- _Problem statement_: Starting with the line that contains "In this photo, where can the red" and going on through the last of the lines below, rewrite those lines, requests included, with every coordinate in the answers multiplied by 1.6 and rounded to the nearest whole number, halves rounded up.

======== Supplied data ========

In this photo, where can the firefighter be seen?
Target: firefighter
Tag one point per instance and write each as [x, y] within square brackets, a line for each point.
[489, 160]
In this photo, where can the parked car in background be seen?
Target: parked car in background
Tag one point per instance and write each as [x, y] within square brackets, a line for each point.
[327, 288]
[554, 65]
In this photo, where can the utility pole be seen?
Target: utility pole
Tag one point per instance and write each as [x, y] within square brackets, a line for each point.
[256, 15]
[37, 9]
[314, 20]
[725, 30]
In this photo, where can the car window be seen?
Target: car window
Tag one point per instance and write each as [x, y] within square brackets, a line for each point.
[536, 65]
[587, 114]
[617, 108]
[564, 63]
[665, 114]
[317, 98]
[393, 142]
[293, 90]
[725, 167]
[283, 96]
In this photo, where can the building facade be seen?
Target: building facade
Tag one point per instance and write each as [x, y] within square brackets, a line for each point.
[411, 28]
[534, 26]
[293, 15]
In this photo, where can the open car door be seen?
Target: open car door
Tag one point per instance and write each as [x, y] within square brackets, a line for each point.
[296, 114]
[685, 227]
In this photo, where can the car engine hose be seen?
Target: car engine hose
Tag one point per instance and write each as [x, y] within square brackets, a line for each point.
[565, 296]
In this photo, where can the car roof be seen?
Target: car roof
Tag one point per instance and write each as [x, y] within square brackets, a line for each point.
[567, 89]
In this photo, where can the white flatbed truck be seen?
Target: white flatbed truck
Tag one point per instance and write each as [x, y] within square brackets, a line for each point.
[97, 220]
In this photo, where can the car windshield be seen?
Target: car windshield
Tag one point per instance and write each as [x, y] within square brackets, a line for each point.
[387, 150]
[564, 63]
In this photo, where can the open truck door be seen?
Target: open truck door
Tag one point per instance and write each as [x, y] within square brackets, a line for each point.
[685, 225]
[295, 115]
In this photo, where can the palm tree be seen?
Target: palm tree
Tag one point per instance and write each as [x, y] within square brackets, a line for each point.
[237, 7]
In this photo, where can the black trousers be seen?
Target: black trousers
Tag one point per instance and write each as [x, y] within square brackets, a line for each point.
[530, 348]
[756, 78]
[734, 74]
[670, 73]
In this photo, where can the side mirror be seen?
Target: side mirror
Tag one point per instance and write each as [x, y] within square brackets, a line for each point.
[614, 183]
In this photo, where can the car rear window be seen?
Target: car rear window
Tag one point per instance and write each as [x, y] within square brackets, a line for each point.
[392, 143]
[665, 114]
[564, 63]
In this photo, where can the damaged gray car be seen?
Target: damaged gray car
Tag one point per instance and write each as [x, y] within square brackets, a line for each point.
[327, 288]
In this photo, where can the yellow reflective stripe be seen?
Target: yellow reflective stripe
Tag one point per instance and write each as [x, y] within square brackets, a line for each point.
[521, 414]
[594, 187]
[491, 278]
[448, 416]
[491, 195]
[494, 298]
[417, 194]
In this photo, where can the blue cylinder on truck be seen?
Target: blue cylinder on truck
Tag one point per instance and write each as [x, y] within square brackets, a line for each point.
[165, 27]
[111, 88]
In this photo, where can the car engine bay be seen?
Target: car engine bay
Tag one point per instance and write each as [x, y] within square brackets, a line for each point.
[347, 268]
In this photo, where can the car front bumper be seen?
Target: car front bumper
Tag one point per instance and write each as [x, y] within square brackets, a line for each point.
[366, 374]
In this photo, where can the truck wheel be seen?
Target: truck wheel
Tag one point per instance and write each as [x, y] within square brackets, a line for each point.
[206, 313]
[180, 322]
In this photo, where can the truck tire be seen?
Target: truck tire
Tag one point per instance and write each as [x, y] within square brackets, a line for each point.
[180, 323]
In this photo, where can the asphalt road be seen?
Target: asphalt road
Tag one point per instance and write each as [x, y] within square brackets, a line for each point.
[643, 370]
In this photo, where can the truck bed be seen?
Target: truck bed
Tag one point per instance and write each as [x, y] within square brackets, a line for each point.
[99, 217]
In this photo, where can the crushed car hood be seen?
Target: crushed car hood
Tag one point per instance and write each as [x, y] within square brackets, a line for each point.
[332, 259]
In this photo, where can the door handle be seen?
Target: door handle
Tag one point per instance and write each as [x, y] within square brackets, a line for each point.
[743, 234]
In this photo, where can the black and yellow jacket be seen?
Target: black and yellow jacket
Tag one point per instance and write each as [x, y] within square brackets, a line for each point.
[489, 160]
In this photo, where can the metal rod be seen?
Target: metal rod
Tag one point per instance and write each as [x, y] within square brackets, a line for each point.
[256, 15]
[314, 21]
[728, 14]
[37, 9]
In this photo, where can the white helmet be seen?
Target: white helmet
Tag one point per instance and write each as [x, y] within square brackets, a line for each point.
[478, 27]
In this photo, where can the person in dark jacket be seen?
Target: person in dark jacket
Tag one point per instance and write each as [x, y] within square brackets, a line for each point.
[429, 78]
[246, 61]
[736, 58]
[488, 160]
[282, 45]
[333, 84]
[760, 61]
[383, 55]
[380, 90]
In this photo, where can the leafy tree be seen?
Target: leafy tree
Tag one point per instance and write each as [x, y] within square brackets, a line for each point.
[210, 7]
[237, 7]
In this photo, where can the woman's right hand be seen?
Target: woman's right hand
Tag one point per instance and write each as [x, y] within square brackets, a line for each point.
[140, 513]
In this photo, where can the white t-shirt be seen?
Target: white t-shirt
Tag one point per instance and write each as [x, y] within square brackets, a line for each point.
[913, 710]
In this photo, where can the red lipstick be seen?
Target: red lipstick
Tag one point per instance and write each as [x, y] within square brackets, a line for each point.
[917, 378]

========

- _Task solution_:
In this photo, where can the red lipstick be seen?
Target: red lipstick
Tag one point per instance and write each as [x, y] within square brackets, a line for each point.
[1467, 605]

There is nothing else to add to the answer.